(Dataset entries)
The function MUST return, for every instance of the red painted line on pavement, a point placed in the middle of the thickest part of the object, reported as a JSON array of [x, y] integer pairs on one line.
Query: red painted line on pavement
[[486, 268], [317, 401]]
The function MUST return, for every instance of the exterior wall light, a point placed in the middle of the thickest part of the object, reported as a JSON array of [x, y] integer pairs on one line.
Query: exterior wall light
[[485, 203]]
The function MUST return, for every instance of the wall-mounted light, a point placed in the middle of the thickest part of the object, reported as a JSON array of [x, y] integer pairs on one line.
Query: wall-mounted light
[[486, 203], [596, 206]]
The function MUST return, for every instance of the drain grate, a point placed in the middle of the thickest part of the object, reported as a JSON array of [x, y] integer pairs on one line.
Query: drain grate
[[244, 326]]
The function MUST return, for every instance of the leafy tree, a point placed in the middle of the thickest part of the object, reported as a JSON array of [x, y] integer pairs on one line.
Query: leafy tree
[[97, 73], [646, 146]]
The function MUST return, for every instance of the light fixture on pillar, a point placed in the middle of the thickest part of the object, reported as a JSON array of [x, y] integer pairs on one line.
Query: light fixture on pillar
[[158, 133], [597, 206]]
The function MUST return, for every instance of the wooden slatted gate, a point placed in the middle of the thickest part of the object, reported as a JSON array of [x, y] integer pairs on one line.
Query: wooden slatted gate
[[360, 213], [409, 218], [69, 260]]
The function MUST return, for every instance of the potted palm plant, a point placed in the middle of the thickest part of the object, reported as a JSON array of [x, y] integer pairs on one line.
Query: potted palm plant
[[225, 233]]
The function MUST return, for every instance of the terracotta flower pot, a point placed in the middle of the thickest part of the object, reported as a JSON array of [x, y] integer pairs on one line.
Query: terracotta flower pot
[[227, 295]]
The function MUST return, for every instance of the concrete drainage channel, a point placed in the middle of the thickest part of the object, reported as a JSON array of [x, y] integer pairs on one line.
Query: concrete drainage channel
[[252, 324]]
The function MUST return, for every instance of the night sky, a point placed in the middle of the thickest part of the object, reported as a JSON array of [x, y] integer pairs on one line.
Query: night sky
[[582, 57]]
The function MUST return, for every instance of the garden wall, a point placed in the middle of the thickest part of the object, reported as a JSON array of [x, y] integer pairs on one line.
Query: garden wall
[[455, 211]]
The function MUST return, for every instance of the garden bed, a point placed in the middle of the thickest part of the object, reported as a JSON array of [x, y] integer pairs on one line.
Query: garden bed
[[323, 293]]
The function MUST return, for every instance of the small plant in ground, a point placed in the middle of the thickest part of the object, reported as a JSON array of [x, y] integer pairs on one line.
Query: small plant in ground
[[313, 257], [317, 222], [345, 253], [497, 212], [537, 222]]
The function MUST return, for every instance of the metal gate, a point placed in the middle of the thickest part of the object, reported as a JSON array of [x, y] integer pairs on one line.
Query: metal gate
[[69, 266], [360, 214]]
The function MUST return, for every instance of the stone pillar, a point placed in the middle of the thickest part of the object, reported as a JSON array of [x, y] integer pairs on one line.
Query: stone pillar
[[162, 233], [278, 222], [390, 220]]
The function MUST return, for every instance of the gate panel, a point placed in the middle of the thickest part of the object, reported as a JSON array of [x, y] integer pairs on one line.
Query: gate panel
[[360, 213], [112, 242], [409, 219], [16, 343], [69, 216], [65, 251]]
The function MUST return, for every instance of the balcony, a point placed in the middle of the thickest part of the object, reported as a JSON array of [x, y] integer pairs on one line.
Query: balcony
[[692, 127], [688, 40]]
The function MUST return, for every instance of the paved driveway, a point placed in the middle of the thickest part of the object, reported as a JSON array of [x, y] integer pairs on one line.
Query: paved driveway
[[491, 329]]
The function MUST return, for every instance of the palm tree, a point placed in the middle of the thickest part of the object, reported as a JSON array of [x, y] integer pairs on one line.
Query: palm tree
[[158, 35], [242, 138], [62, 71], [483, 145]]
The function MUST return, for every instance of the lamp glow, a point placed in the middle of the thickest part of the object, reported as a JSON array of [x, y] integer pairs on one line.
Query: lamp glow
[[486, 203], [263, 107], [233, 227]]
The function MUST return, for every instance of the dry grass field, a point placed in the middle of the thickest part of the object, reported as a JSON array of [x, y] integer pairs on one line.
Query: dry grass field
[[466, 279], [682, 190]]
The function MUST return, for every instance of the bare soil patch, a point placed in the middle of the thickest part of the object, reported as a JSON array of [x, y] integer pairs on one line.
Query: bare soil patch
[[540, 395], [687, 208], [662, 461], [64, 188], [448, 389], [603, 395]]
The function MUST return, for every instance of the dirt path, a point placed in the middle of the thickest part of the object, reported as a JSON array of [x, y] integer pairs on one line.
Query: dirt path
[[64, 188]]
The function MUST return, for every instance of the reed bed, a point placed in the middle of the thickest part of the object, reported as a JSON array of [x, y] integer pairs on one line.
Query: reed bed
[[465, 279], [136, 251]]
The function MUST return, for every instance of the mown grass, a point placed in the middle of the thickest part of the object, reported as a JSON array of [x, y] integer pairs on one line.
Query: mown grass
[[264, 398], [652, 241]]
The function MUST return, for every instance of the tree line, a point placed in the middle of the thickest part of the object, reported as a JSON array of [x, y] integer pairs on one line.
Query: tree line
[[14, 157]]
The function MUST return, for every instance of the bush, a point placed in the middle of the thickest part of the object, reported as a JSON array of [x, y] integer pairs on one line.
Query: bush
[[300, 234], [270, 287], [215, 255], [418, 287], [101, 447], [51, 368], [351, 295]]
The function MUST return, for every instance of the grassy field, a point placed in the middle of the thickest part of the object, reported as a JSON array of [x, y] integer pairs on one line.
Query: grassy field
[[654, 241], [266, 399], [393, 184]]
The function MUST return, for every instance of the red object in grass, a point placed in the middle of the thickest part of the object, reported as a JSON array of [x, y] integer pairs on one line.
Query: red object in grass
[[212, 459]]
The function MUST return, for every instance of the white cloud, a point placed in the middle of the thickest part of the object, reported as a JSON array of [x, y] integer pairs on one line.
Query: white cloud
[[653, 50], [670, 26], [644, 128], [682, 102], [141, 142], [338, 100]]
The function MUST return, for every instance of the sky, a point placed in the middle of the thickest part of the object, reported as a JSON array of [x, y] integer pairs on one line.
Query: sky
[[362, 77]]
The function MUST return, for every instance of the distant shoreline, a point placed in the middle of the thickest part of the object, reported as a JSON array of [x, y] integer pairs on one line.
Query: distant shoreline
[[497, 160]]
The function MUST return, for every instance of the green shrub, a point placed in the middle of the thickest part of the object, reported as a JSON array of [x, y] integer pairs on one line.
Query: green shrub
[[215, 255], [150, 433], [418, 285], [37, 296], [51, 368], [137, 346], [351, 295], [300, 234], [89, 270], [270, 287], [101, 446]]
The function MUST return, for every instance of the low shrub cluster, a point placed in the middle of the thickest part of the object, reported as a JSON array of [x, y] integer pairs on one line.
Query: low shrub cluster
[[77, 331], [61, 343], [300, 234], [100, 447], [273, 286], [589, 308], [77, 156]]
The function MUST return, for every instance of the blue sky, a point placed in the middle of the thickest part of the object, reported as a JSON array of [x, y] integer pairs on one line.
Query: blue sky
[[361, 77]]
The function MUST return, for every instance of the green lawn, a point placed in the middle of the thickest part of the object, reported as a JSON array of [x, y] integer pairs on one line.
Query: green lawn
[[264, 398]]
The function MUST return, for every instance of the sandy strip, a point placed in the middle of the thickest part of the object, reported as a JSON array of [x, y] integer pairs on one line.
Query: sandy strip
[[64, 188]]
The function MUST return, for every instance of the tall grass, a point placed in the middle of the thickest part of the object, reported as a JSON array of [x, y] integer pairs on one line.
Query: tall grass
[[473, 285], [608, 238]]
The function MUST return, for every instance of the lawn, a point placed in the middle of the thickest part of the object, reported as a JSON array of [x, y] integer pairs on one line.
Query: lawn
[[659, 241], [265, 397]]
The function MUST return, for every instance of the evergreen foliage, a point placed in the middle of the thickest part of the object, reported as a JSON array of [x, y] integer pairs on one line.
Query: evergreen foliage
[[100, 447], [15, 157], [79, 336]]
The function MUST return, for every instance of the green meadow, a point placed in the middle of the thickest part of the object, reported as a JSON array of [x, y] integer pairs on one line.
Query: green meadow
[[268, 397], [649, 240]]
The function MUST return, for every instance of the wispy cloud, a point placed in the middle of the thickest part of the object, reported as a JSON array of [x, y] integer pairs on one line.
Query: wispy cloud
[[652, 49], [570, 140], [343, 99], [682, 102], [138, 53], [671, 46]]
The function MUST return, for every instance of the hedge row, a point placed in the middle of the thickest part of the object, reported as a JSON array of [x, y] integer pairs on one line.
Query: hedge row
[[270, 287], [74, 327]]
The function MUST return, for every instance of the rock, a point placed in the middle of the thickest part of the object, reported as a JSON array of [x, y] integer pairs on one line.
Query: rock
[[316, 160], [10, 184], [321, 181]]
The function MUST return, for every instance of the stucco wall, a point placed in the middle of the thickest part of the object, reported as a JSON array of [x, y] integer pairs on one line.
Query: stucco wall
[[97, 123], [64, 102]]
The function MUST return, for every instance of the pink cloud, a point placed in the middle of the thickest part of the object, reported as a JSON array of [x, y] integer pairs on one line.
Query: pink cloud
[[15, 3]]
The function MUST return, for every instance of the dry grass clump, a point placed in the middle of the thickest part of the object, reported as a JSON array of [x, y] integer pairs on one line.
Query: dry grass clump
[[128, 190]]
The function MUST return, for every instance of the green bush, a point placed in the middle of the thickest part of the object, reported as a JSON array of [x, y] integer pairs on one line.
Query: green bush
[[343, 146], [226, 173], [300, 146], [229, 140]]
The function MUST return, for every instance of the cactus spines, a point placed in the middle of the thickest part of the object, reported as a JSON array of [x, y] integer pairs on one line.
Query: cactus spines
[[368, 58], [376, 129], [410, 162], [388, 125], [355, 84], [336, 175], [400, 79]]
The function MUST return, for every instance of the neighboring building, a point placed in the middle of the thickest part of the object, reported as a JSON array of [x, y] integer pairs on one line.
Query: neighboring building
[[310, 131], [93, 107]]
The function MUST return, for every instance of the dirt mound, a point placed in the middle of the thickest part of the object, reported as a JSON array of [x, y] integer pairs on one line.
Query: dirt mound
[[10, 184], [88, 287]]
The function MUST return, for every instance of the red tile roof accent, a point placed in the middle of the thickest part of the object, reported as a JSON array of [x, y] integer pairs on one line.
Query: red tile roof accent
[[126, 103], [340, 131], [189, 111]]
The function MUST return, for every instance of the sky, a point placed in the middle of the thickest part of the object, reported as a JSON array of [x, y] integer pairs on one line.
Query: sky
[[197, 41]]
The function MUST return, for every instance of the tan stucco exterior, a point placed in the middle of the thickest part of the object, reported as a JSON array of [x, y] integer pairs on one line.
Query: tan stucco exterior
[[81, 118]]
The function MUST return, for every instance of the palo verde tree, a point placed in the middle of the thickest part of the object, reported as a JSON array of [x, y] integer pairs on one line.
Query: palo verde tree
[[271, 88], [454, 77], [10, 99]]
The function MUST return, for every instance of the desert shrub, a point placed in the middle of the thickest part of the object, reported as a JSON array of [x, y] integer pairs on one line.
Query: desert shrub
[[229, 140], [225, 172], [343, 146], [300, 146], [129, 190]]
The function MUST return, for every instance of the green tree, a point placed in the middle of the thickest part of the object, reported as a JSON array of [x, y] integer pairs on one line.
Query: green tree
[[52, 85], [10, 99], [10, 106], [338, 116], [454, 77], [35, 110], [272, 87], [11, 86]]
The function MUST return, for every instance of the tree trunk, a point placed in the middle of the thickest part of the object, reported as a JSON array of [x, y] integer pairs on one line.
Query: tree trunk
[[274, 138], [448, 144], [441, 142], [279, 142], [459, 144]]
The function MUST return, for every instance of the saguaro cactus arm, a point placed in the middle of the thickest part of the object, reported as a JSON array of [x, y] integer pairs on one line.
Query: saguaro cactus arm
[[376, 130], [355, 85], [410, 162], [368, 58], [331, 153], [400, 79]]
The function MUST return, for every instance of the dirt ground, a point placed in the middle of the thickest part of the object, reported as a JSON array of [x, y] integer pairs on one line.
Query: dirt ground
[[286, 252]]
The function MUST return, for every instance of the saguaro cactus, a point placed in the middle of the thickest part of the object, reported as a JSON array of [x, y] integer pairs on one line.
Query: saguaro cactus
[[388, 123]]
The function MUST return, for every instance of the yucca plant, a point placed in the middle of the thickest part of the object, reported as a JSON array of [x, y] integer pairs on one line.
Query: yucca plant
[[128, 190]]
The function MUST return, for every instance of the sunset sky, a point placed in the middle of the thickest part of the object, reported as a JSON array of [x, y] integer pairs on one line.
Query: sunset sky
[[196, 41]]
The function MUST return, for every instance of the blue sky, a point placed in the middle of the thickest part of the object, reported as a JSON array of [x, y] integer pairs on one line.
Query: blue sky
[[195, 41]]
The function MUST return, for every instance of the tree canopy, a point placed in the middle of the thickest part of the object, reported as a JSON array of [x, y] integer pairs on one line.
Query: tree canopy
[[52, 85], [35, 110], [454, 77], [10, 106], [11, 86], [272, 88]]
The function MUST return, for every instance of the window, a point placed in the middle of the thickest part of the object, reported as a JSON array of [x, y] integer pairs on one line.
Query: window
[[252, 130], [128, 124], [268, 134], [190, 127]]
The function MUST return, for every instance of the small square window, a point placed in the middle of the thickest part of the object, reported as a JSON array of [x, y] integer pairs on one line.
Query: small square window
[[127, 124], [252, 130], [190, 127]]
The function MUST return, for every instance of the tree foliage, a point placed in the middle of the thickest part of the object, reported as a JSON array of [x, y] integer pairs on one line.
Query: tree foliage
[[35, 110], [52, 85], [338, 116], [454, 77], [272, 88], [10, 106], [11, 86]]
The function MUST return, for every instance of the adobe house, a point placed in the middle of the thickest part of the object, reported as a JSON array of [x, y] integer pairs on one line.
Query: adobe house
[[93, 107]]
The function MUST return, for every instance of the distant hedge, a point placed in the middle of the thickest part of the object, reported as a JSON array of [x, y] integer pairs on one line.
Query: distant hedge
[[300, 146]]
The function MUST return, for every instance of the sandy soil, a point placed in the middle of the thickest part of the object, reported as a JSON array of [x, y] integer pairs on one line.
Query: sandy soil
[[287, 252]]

Brief
Return the line that contains "sandy soil, a" along with every line after it through the end of the entries, exactly, adding nothing.

Task result
The function MUST return, for every instance of the sandy soil, a point placed in the middle of the thickest part of the object, reported as a JSON array of [x, y] integer pairs on one line.
Query: sandy soil
[[287, 252]]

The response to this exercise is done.